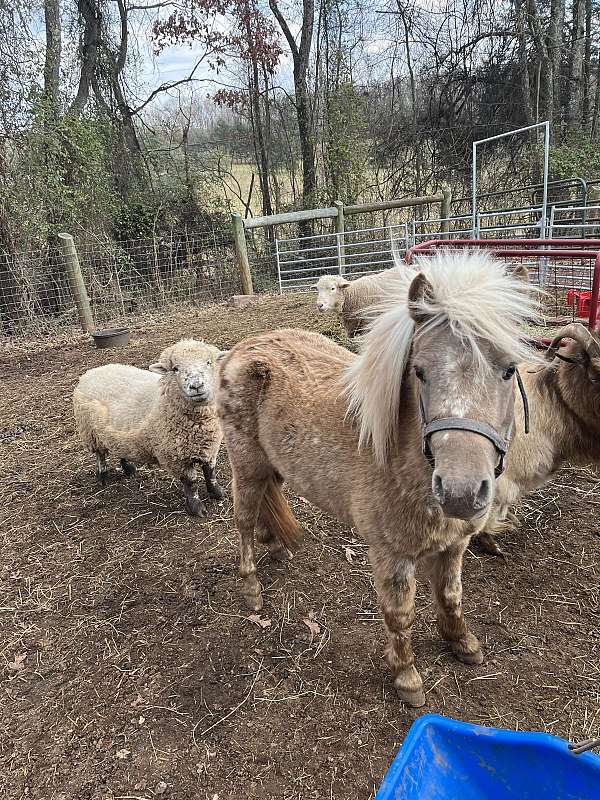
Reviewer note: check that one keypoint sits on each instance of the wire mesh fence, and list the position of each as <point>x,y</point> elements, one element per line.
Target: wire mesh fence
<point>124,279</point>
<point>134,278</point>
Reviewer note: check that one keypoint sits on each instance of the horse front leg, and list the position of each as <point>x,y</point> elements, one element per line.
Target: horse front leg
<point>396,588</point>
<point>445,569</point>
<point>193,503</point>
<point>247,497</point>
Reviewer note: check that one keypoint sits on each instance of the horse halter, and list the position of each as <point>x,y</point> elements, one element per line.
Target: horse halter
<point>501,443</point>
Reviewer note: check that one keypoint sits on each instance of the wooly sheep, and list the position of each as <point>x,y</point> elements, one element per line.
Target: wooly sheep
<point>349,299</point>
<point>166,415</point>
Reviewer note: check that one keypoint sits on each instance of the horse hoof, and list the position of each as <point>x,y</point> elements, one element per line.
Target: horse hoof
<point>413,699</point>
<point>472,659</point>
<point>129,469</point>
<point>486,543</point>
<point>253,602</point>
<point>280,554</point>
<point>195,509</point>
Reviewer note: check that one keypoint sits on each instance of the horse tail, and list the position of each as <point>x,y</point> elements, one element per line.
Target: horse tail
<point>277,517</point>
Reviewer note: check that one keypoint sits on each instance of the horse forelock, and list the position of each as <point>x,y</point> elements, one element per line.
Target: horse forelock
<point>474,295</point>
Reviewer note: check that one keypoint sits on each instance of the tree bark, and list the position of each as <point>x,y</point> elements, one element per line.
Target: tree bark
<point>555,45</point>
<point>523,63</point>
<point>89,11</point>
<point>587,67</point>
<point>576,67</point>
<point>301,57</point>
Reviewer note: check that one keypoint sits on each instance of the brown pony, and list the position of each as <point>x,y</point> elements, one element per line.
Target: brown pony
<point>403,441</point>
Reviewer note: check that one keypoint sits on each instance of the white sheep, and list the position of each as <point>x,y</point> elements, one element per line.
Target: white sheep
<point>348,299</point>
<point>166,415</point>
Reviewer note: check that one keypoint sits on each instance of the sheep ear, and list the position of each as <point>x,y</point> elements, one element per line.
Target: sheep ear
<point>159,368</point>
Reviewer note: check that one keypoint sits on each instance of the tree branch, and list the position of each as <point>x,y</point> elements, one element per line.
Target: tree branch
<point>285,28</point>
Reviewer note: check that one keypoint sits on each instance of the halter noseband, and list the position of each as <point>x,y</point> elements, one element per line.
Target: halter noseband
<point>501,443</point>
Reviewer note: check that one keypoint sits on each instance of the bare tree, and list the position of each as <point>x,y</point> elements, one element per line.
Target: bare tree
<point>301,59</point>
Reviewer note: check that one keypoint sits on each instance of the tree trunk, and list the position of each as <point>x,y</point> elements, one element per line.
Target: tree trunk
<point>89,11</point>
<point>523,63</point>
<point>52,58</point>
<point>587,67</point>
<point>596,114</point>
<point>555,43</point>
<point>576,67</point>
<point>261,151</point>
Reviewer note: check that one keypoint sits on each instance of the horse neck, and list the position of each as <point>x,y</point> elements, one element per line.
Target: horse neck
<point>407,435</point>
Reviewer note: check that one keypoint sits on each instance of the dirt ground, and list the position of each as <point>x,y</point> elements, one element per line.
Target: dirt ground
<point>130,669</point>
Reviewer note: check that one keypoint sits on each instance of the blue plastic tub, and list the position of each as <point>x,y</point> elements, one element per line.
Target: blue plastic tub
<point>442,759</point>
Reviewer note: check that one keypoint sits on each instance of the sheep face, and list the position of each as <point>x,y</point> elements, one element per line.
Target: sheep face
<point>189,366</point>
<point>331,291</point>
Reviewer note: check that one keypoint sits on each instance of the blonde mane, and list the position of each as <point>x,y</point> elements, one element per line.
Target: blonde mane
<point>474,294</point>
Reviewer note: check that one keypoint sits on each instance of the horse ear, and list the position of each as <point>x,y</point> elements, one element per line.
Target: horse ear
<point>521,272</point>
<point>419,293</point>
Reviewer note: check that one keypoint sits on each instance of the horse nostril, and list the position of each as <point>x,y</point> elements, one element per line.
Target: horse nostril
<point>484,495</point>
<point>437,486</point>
-----
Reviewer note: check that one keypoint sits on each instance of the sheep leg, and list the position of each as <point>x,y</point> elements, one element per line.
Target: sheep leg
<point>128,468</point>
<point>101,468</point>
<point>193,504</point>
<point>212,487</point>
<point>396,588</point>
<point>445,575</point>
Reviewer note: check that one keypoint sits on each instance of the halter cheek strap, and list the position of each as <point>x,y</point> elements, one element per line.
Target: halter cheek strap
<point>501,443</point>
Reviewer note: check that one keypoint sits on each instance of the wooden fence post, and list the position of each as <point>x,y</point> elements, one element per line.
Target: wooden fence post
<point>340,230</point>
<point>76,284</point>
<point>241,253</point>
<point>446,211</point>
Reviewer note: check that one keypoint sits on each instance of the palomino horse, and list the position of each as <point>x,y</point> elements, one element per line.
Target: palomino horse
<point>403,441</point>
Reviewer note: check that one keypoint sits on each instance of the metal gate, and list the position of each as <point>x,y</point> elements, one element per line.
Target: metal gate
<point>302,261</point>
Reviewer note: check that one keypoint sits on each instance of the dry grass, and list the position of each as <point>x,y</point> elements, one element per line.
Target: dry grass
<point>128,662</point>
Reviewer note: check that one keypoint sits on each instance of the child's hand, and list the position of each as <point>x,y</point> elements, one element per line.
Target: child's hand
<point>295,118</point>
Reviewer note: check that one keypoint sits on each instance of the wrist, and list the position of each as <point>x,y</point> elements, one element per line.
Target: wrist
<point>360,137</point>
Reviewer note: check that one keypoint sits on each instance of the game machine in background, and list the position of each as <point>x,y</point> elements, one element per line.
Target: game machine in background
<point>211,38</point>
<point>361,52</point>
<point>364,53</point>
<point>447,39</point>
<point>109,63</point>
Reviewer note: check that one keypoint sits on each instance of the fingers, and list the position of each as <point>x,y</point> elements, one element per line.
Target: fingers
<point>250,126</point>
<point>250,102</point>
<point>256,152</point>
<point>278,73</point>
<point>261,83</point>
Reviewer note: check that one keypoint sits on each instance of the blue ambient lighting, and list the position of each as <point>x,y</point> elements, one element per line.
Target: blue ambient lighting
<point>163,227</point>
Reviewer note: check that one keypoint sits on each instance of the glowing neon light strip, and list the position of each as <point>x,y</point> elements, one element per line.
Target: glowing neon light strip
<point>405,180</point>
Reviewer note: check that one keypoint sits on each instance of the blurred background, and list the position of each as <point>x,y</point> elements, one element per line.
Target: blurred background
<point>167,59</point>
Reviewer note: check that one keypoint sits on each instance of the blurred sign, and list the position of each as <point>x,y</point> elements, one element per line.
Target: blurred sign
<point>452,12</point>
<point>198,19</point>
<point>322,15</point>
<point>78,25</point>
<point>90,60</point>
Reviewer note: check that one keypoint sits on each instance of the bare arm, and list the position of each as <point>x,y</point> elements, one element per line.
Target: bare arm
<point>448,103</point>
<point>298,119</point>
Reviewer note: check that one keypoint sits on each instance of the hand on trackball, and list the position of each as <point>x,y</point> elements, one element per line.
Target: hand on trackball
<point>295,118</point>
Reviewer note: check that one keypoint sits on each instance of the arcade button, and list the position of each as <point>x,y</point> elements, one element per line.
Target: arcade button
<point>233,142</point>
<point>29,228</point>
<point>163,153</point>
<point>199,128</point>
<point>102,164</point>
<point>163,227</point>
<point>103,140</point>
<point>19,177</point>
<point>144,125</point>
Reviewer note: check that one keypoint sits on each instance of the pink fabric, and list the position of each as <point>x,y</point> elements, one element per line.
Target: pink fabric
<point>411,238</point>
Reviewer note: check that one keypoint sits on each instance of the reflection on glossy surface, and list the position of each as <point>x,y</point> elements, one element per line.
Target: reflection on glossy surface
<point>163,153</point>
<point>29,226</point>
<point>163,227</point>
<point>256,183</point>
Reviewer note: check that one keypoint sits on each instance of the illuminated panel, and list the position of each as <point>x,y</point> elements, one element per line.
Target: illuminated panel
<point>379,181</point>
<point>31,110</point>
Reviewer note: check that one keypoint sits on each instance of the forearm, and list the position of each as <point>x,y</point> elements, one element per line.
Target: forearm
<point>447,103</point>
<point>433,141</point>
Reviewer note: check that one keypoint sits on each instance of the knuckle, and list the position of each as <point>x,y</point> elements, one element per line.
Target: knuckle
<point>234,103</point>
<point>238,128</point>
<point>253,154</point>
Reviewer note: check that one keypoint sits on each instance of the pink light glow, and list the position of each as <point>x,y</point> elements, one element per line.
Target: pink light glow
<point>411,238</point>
-----
» **DIRECTION**
List every line above that contains the string "glowing", matching its case exactly.

» **EXERCISE ANSWER**
Reviewer note: check that one keypoint sits on each instance of the glowing neon light strip, and list the position of each as <point>x,y</point> elements, one element per line.
Target: glowing neon light strip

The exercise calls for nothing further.